+++ Information supplied +++

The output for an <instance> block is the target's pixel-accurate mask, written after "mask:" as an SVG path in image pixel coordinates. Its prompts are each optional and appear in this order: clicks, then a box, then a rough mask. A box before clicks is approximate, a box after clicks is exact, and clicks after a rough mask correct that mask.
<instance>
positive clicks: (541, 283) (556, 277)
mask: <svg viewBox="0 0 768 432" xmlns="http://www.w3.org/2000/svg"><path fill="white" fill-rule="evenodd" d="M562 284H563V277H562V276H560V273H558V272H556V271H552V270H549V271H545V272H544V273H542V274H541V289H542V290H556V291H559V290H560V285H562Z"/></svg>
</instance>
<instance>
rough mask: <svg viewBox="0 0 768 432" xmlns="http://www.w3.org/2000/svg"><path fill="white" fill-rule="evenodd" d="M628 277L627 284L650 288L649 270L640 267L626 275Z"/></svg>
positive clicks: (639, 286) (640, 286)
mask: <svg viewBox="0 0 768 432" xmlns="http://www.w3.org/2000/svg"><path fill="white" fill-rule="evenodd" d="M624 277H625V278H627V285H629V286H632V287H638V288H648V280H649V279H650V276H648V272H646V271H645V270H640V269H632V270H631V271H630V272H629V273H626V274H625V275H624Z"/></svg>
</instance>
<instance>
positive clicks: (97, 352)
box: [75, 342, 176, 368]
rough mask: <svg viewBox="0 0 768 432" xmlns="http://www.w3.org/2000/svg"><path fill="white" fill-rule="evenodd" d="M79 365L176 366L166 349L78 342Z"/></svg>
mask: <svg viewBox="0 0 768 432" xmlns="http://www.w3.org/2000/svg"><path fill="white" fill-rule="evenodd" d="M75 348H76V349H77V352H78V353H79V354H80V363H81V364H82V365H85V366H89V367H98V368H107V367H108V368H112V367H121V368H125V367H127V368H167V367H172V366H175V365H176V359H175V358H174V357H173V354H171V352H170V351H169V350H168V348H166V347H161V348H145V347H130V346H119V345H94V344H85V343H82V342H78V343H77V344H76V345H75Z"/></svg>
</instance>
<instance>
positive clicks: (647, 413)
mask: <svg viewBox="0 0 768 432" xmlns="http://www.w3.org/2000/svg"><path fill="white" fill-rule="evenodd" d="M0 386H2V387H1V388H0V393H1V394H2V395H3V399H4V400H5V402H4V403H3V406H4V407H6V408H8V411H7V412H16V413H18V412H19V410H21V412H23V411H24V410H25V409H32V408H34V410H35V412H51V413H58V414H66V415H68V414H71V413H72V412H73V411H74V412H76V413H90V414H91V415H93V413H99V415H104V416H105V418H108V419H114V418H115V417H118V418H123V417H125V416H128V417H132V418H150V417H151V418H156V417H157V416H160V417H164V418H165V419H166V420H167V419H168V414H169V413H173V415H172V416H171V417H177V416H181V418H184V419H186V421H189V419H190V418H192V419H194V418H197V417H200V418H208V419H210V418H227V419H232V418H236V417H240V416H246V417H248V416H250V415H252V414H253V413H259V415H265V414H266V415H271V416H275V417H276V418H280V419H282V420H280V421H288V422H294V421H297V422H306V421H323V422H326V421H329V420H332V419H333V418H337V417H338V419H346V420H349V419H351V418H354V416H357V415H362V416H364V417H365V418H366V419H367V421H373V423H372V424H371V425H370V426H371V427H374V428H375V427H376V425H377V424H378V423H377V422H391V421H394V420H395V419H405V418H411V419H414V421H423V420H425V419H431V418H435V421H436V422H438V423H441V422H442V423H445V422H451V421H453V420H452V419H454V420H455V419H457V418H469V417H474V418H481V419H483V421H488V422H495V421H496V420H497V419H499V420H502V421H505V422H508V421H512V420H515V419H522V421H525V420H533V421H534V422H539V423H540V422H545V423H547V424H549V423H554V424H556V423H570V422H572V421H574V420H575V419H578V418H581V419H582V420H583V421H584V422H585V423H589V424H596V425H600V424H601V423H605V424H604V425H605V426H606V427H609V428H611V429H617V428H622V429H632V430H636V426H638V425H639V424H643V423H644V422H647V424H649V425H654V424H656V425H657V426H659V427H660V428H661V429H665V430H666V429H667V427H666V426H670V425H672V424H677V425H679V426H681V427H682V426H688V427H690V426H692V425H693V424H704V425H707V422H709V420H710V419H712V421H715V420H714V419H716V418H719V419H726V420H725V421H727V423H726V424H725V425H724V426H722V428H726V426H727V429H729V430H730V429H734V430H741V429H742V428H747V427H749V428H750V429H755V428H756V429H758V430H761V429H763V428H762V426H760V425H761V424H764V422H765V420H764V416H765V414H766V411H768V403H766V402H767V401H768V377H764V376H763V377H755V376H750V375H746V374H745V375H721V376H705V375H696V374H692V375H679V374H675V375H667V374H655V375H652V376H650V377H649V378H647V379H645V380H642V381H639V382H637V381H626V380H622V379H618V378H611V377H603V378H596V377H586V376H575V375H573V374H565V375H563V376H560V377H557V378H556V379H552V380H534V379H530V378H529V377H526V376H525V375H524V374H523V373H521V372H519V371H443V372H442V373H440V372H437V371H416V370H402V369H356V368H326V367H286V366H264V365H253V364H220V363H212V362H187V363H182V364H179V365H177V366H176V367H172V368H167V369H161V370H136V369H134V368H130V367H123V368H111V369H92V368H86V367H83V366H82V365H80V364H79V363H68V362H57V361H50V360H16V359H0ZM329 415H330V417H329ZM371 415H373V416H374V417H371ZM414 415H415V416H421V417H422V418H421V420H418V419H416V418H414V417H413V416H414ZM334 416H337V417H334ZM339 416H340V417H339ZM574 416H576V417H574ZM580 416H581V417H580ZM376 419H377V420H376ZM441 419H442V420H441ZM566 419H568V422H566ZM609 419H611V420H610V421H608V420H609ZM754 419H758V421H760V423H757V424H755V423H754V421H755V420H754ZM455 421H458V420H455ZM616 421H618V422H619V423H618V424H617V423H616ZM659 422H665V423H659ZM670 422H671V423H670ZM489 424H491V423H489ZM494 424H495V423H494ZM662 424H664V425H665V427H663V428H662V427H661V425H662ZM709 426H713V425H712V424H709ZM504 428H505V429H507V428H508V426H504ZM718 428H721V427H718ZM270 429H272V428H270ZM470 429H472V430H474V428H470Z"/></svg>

+++

**Directive**
Set down every entry exactly as given.

**Written response**
The output for an <instance> block is the target's pixel-accurate mask, written after "mask:" as an SVG path in image pixel coordinates. Its prompts are each optional and appear in this order: clicks, then a box, then a rough mask. A box before clicks is approximate, a box after clicks is exact, and clicks after a rough mask correct that mask.
<instance>
positive clicks: (541, 283) (556, 277)
mask: <svg viewBox="0 0 768 432" xmlns="http://www.w3.org/2000/svg"><path fill="white" fill-rule="evenodd" d="M562 284H563V277H562V276H560V273H558V272H556V271H552V270H549V271H545V272H544V273H542V274H541V289H542V290H556V291H559V290H560V285H562Z"/></svg>
</instance>
<instance>
rough mask: <svg viewBox="0 0 768 432" xmlns="http://www.w3.org/2000/svg"><path fill="white" fill-rule="evenodd" d="M628 277L627 284L650 288L649 270L640 267L626 275Z"/></svg>
positive clicks: (639, 286) (640, 286)
mask: <svg viewBox="0 0 768 432" xmlns="http://www.w3.org/2000/svg"><path fill="white" fill-rule="evenodd" d="M624 277H625V278H627V285H629V286H632V287H638V288H648V280H649V279H650V276H648V272H646V271H645V270H640V269H632V270H631V271H630V272H629V273H626V274H625V275H624Z"/></svg>
</instance>
<instance>
positive clicks: (97, 352)
box: [75, 342, 176, 368]
rough mask: <svg viewBox="0 0 768 432" xmlns="http://www.w3.org/2000/svg"><path fill="white" fill-rule="evenodd" d="M79 365L176 366L166 349L78 342Z"/></svg>
mask: <svg viewBox="0 0 768 432" xmlns="http://www.w3.org/2000/svg"><path fill="white" fill-rule="evenodd" d="M75 348H76V349H77V352H78V353H79V354H80V363H81V364H82V365H85V366H89V367H98V368H107V367H108V368H112V367H121V368H125V367H127V368H167V367H172V366H175V365H176V359H175V358H174V357H173V354H171V352H170V351H169V350H168V348H166V347H161V348H145V347H130V346H119V345H94V344H85V343H82V342H78V343H77V344H76V345H75Z"/></svg>
</instance>
<instance>
positive clicks: (647, 413)
mask: <svg viewBox="0 0 768 432" xmlns="http://www.w3.org/2000/svg"><path fill="white" fill-rule="evenodd" d="M0 386H2V387H1V388H0V393H1V394H2V395H3V399H4V400H5V402H4V403H3V406H4V407H6V408H8V411H7V412H16V413H18V412H19V410H21V412H23V411H24V410H25V409H32V408H34V410H35V412H51V413H58V414H66V415H68V414H71V413H72V412H73V411H74V412H76V413H90V414H91V415H93V413H99V415H104V416H105V418H108V419H114V418H115V417H118V418H123V417H125V416H128V417H132V418H150V417H151V418H156V417H157V416H160V417H164V418H165V419H166V420H167V419H168V414H169V413H173V415H172V416H171V417H177V416H181V418H184V419H186V421H189V419H190V418H192V419H194V418H197V417H200V418H208V419H210V418H227V419H232V418H236V417H240V416H246V417H248V416H250V415H252V414H253V413H259V415H265V414H266V415H271V416H275V417H276V418H280V419H282V420H280V421H288V422H294V421H297V422H306V421H323V422H326V421H329V420H332V419H333V418H337V417H338V419H346V420H349V419H351V418H354V416H357V415H362V416H364V417H365V418H366V419H367V421H373V423H372V424H371V425H370V426H371V427H374V428H375V427H376V425H377V424H378V423H377V422H391V421H394V420H395V419H405V418H411V419H414V421H423V420H425V419H431V418H435V421H436V422H438V423H441V422H442V423H445V422H451V421H453V420H452V419H454V420H455V419H457V418H469V417H474V418H481V419H483V421H488V422H495V421H496V420H497V419H499V420H502V421H505V422H508V421H512V420H515V419H522V421H525V420H533V421H534V422H539V423H540V422H545V423H547V424H549V423H554V424H556V423H570V422H572V421H574V420H575V419H578V418H581V419H582V420H583V421H584V422H585V423H589V424H596V425H600V424H601V423H605V424H604V425H605V426H606V427H609V428H611V429H617V428H622V429H632V430H636V426H638V425H639V424H643V423H644V422H647V424H649V425H654V424H656V425H657V426H659V427H660V428H661V429H665V430H666V429H667V427H666V426H670V425H672V424H677V425H679V426H681V427H682V426H688V427H690V426H692V425H693V424H704V425H707V422H709V420H710V419H712V421H715V420H714V419H716V418H719V419H726V420H725V421H727V423H726V424H725V425H724V426H722V428H726V426H727V429H729V430H730V429H734V430H741V429H742V428H747V427H749V428H750V429H755V428H756V429H758V430H761V429H763V428H762V426H760V425H761V424H764V422H765V420H764V416H765V414H766V411H768V403H766V402H767V401H768V377H764V376H763V377H755V376H750V375H746V374H745V375H721V376H705V375H696V374H692V375H679V374H675V375H667V374H655V375H652V376H650V377H649V378H647V379H645V380H642V381H639V382H637V381H626V380H622V379H618V378H611V377H603V378H596V377H586V376H575V375H573V374H565V375H563V376H560V377H557V378H556V379H552V380H534V379H530V378H529V377H526V376H525V375H524V374H523V373H521V372H519V371H443V372H442V373H440V372H437V371H416V370H402V369H356V368H326V367H286V366H264V365H253V364H220V363H212V362H187V363H182V364H179V365H177V366H176V367H172V368H167V369H161V370H136V369H134V368H130V367H123V368H111V369H92V368H86V367H83V366H82V365H80V364H79V363H68V362H57V361H50V360H16V359H0ZM329 415H330V417H329ZM371 415H373V416H374V417H371ZM414 415H415V416H421V417H422V418H421V420H418V419H416V418H414V417H413V416H414ZM334 416H337V417H334ZM339 416H340V417H339ZM574 416H576V417H574ZM580 416H581V417H580ZM376 419H377V420H376ZM441 419H442V420H441ZM566 419H568V422H566ZM609 419H611V420H610V421H608V420H609ZM754 419H758V421H760V423H757V424H755V423H754V421H755V420H754ZM455 421H458V420H455ZM616 421H618V422H619V423H618V424H617V423H616ZM659 422H665V423H659ZM670 422H671V423H670ZM489 424H491V423H489ZM494 424H495V423H494ZM662 424H664V425H665V427H663V428H662V427H661V425H662ZM709 426H713V425H712V424H709ZM504 428H505V429H507V428H508V426H504ZM718 428H721V427H718ZM270 429H272V428H270ZM470 429H472V430H474V428H470Z"/></svg>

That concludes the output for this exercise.